Page excerpt |
PVH Specification

Rationale

PVH is a new kind of guest that has been introduced on Xen 4.4 as a DomU, and on Xen 4.5 as a Dom0. The aim of PVH is to make use of the hardware virtualization extensions present in modern x86 CPUs in order to improve performance.

PVH is considered a mix between PV and HVM, and can be seen as a PV guest that runs inside of an HVM container, or as a PVHVM guest without any emulated devices. The design goal of PVH is to provide the best performance possible and to reduce the amount of modifications needed for a guest OS to run in this mode (compared to pure PV).

This document tries to describe the interfaces used by PVH guests, focusing on how an OS should make use of them in order to support PVH.

Early boot

PVH guests use the PV boot mechanism, that means that the kernel is loaded and directly launched by Xen (by jumping into the entry point). In order to do this Xen ELF Notes need to be added to the guest kernel, so that they contain the information needed by Xen. Here is an example of the ELF Notes added to the FreeBSD amd64 kernel in order to boot as PVH:

ELFNOTE(Xen, XEN_ELFNOTE_GUEST_OS,       .asciz, "FreeBSD")

Supplied information |
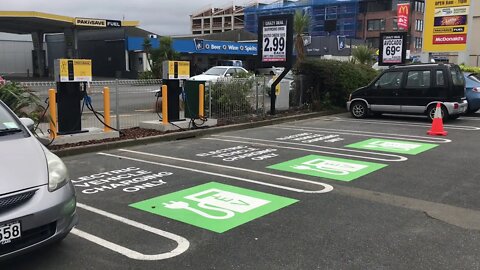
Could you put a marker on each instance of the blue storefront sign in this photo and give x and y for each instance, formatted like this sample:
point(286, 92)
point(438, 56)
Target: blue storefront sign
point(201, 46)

---

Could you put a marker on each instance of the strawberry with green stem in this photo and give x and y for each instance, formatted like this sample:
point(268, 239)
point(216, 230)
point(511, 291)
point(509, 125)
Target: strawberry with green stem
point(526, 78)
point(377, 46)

--

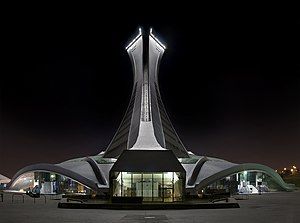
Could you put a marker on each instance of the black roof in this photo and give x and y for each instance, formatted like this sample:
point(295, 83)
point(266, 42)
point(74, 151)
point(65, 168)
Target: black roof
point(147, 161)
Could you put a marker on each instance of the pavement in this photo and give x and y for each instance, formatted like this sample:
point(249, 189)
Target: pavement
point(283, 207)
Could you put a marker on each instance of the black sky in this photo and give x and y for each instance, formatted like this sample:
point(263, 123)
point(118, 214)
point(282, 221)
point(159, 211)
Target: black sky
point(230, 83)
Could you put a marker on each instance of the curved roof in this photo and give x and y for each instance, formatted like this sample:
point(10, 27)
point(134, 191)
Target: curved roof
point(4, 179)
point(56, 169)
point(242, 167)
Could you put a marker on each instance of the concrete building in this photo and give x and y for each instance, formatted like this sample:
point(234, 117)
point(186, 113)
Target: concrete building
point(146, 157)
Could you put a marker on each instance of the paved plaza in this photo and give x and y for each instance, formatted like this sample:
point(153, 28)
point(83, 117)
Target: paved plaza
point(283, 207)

Exercise set |
**A.** List every abbreviation for a virtualization mode that the PVH specification excerpt mentions.
**B.** Write the next part of the PVH specification text, starting after its final line.

Answers to the tasks |
**A.** PVH, PV, HVM, PVHVM

**B.**
ELFNOTE(Xen, XEN_ELFNOTE_GUEST_VERSION,  .asciz, __XSTRING(__FreeBSD_version))
ELFNOTE(Xen, XEN_ELFNOTE_XEN_VERSION,    .asciz, "xen-3.0")
ELFNOTE(Xen, XEN_ELFNOTE_VIRT_BASE,      .quad,  KERNBASE)
ELFNOTE(Xen, XEN_ELFNOTE_PADDR_OFFSET,   .quad,  KERNBASE)
ELFNOTE(Xen, XEN_ELFNOTE_ENTRY,          .quad,  xen_start)
ELFNOTE(Xen, XEN_ELFNOTE_HYPERCALL_PAGE, .quad,  hypercall_page)
ELFNOTE(Xen, XEN_ELFNOTE_HV_START_LOW,   .quad,  HYPERVISOR_VIRT_START)
ELFNOTE(Xen, XEN_ELFNOTE_FEATURES,       .asciz, "writable_descriptor_tables|auto_translated_physmap|supervisor_mode_kernel|hvm_callback_vector")
ELFNOTE(Xen, XEN_ELFNOTE_PAE_MODE,       .asciz, "yes")
ELFNOTE(Xen, XEN_ELFNOTE_L1_MFN_VALID,   .long,  PG_V, PG_V)
ELFNOTE(Xen, XEN_ELFNOTE_LOADER,         .asciz, "generic")
ELFNOTE(Xen, XEN_ELFNOTE_SUSPEND_CANCEL, .long,  0)
ELFNOTE(Xen, XEN_ELFNOTE_BSD_SYMTAB,     .asciz, "yes")

On the Linux side, the above can be found in arch/x86/xen/xen-head.S.

It is important to highlight the following notes:

XEN_ELFNOTE_ENTRY: contains the virtual memory address of the kernel entry point.
XEN_ELFNOTE_HYPERCALL_PAGE: contains the virtual memory address of the hypercal page inside of the guest kernel (this memory region will be filled by Xen prior to booting).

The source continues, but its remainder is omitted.